Traditional aftermarket On-Board Diagnostics devices (“OBD devices”) may be used to obtain data from an Electronic Control Unit (“ECU”) of a vehicle that is not displayed by the vehicle. Typical OBD devices plug into an existing On-Board Diagnostics connector (“OBD connector”) of the vehicle that is typically found under a dashboard of a vehicle. Due to the increasing popularity of OBD devices, a user may desire to connect two or more OBD devices to the vehicle. However, typically only one OBD connector is provided as part of the vehicle.
To accomplish the physical connection of two OBD devices, a traditional splitter may be utilized that includes one male On-Board Diagnostics connector (“OBD connector”) that is simply spliced to two female OBD connectors. The male OBD connector plugs into an Electronic Control Unit connector (“ECU connector”) in communication with the ECU while the two female OBD connectors receive the OBD devices. However, the traditional splitter merely physically connects the OBD devices to the ECU but lacks the ability to track and route data between the OBD devices and the ECU. As a result, connecting two OBD devices to the ECU using the traditional splitter typically results in errors and data loss while data is being collected from the ECU.

> _Data to examine_:
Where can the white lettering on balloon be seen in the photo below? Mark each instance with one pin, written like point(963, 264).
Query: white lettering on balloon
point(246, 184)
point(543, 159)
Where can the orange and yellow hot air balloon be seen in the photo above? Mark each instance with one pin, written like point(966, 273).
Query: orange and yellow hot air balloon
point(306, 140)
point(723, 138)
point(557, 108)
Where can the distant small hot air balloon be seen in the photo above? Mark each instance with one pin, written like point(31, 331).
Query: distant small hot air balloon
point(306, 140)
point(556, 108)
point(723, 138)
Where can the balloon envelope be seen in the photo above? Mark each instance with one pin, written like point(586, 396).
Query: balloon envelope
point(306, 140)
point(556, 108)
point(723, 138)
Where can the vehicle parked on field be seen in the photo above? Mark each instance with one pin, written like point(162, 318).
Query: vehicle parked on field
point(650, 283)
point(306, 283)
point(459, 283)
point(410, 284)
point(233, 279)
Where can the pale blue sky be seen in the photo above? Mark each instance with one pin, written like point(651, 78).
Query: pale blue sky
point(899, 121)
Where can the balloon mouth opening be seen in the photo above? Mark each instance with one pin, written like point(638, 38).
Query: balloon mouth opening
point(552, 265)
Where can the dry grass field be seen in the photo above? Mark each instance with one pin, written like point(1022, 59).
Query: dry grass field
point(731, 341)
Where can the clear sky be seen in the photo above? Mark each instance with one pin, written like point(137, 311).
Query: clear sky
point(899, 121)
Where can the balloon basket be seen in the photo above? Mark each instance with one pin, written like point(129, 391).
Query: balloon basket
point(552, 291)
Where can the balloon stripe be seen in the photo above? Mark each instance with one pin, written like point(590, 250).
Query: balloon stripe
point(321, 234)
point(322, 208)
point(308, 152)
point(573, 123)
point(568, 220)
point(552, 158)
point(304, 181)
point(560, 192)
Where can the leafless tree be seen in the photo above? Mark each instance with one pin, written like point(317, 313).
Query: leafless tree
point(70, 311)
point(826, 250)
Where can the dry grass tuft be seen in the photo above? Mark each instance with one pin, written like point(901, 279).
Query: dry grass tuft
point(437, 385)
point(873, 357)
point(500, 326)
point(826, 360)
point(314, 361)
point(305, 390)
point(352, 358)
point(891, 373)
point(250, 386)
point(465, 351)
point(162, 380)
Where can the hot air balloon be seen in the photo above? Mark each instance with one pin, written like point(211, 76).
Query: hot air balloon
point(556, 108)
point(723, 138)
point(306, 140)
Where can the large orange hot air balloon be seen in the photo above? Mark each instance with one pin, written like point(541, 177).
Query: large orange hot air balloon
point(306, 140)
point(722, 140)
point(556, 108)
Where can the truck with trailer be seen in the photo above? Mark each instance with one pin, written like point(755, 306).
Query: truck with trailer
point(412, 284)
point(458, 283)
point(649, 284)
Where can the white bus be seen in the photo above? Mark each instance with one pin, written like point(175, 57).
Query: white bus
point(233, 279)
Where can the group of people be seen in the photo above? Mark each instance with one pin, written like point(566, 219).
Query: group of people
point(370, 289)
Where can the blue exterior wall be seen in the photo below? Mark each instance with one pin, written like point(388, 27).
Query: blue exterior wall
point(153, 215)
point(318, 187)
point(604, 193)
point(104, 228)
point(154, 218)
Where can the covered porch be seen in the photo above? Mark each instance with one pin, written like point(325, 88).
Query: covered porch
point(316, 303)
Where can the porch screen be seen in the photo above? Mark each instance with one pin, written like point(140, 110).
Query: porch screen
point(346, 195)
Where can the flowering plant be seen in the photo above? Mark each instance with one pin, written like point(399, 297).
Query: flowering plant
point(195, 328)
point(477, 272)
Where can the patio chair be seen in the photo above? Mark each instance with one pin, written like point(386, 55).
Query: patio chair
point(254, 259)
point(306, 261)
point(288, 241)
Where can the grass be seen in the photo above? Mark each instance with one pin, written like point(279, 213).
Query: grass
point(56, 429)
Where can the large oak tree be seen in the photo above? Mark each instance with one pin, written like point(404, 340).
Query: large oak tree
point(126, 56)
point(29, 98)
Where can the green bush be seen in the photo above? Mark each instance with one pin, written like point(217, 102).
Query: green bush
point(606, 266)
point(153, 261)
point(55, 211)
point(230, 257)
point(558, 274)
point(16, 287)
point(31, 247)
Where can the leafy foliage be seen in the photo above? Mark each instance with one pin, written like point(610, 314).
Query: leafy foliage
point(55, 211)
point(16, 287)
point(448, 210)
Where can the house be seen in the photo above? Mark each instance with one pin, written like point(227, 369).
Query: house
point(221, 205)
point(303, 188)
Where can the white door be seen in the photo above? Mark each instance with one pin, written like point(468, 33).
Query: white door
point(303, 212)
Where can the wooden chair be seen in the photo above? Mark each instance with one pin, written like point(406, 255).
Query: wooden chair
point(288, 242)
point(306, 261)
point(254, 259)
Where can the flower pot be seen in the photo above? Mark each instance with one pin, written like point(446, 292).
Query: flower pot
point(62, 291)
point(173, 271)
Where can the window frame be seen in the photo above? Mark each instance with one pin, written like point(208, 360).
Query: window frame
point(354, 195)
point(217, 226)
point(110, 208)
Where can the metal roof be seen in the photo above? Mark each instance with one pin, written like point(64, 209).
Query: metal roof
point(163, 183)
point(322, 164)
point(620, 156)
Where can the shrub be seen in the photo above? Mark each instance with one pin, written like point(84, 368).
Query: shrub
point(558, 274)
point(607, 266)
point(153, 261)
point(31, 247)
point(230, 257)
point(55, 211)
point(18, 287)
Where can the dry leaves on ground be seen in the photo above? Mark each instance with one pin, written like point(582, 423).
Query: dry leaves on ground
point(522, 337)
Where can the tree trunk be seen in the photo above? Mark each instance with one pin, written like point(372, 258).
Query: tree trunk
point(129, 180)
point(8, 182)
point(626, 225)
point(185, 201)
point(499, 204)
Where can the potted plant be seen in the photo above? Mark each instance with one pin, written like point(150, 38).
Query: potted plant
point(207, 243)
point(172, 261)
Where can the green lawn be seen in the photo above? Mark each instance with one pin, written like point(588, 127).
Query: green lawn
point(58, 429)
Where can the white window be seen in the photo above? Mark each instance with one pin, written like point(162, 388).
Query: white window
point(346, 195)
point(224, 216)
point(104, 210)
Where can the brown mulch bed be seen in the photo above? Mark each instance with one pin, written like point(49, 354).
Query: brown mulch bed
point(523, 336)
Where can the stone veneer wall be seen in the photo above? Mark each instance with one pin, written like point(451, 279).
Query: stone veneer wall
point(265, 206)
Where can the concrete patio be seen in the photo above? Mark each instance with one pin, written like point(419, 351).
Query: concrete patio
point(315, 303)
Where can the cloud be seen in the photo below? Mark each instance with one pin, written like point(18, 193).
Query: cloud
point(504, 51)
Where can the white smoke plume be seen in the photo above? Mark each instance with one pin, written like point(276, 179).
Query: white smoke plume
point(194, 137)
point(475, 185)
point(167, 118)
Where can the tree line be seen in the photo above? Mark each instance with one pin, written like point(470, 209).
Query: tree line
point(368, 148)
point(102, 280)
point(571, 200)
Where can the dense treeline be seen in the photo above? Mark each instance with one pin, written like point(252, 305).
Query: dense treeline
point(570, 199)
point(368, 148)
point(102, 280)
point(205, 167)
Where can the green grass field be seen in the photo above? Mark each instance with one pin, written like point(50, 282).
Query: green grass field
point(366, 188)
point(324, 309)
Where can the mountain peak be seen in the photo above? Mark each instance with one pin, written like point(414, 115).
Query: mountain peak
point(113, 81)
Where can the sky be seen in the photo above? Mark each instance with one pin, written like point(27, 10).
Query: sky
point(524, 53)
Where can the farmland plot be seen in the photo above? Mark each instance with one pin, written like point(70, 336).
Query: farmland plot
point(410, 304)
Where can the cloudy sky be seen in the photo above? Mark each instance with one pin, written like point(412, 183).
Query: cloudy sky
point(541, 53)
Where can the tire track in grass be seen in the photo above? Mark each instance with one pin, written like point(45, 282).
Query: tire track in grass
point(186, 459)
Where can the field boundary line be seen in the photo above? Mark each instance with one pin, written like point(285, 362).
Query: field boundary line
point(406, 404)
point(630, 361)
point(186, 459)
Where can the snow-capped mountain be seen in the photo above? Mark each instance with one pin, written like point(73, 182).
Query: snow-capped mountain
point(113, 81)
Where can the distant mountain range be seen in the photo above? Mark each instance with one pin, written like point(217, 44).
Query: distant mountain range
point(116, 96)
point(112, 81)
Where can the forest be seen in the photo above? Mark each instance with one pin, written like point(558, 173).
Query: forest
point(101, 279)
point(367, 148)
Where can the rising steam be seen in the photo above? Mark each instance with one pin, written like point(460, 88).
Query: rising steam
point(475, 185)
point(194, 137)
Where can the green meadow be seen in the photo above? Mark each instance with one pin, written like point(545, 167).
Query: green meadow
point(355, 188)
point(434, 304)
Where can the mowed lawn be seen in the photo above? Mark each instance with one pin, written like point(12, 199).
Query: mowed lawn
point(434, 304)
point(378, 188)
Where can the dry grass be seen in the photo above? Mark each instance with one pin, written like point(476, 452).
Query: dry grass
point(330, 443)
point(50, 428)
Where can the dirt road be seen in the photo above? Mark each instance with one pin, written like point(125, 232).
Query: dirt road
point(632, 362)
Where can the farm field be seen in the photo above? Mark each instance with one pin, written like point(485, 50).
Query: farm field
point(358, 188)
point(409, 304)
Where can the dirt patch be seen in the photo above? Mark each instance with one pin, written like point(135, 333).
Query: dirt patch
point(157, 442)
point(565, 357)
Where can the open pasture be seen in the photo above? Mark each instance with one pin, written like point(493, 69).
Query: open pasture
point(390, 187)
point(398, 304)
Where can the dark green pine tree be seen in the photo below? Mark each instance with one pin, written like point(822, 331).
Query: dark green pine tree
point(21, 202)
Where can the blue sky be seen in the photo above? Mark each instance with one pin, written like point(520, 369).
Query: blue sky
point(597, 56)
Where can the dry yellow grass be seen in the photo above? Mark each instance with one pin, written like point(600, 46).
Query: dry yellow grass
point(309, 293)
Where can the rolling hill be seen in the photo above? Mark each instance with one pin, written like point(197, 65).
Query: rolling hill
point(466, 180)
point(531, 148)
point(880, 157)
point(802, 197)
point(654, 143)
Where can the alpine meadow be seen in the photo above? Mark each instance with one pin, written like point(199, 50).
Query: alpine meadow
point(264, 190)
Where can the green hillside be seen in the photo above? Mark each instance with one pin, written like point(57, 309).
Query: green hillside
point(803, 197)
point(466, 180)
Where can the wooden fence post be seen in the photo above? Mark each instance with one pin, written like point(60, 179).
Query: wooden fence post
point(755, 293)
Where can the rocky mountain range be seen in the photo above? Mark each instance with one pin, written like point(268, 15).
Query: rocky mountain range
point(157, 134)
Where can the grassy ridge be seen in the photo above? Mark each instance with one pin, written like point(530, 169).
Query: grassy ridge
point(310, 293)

> _Required work_:
a. Reproduce the stretch of the OBD passage from "Traditional aftermarket On-Board" through "of the vehicle.".
b. In the OBD passage, where is a vehicle's existing OBD connector typically found?
c. List the distinct short terms that the OBD passage defines in parentheses and quotation marks.
Rely only on the OBD passage when you respond.

> _Responses for each task_:
a.
Traditional aftermarket On-Board Diagnostics devices (“OBD devices”) may be used to obtain data from an Electronic Control Unit (“ECU”) of a vehicle that is not displayed by the vehicle. Typical OBD devices plug into an existing On-Board Diagnostics connector (“OBD connector”) of the vehicle that is typically found under a dashboard of a vehicle. Due to the increasing popularity of OBD devices, a user may desire to connect two or more OBD devices to the vehicle. However, typically only one OBD connector is provided as part of the vehicle.

b. Under the vehicle's dashboard.

c.
OBD devices
ECU
OBD connector
ECU connector